— Point-labeling records —
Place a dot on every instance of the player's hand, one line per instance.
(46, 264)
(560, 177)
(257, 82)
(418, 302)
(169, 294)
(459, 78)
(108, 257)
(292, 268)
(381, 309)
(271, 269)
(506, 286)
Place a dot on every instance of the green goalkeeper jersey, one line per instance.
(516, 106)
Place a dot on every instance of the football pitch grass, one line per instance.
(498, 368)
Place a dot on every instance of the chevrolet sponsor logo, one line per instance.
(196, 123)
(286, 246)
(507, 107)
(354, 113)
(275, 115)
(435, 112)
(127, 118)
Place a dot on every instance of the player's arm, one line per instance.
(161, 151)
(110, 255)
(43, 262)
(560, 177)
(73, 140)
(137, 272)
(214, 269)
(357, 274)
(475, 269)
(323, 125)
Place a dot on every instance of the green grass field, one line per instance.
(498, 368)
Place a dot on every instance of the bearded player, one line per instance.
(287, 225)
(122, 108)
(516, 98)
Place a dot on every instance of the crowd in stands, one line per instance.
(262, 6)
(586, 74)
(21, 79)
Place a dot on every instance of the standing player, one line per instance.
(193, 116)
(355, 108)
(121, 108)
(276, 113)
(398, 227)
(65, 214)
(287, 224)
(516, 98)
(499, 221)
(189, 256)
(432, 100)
==
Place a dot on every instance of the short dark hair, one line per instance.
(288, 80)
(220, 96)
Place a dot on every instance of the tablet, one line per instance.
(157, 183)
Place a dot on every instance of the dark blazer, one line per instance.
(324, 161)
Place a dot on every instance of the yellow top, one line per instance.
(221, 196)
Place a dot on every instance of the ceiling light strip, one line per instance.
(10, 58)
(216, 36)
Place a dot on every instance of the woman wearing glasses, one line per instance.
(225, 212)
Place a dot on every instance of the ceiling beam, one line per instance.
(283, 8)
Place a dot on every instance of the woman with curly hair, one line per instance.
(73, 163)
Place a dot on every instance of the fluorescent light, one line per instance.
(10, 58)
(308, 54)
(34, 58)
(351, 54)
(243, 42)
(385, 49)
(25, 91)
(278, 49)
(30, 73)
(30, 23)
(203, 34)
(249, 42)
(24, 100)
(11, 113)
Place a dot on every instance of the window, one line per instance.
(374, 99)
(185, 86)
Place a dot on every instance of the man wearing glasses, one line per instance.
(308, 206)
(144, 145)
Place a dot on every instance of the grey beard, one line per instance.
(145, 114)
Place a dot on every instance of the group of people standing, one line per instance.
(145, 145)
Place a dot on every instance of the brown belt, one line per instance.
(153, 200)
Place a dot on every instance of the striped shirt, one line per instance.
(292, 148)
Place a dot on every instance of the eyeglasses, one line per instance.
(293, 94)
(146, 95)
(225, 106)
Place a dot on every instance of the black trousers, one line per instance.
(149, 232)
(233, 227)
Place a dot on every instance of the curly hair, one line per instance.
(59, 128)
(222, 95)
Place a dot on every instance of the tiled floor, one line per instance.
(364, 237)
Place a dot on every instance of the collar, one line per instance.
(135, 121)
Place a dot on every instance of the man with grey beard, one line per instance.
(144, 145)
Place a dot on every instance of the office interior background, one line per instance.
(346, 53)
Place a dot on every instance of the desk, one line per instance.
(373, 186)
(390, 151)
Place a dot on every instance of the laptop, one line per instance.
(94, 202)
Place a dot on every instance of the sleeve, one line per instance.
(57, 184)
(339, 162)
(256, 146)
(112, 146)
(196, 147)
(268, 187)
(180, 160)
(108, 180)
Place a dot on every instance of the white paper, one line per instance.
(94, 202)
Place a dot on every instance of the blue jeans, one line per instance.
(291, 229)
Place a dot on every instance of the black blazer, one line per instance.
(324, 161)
--
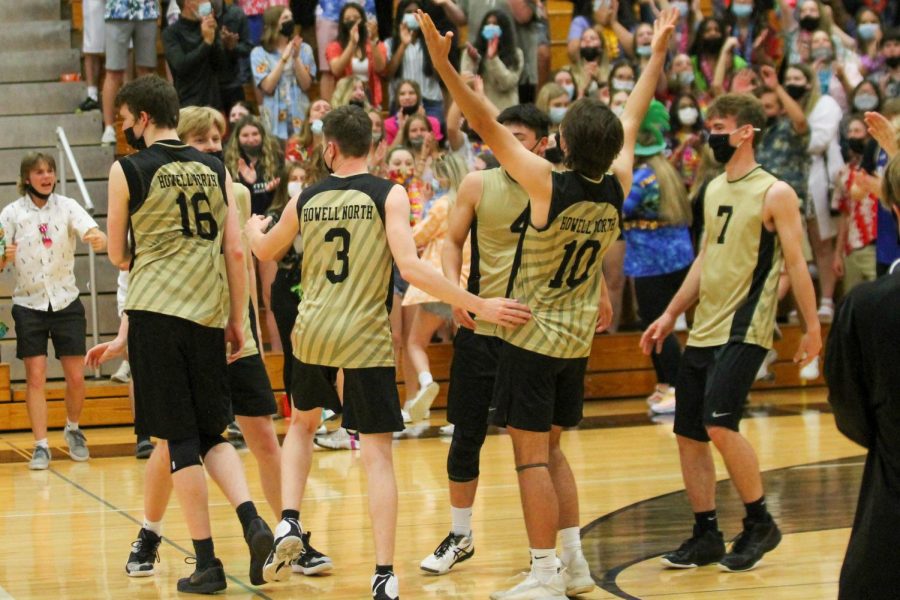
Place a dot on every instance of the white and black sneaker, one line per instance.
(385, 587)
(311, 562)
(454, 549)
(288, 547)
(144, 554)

— WHAT IS NEEDED —
Tally the lines of the records that contain the string "light", with case counting, and give only the number.

— SOLUTION TO THIS PROBLEM —
2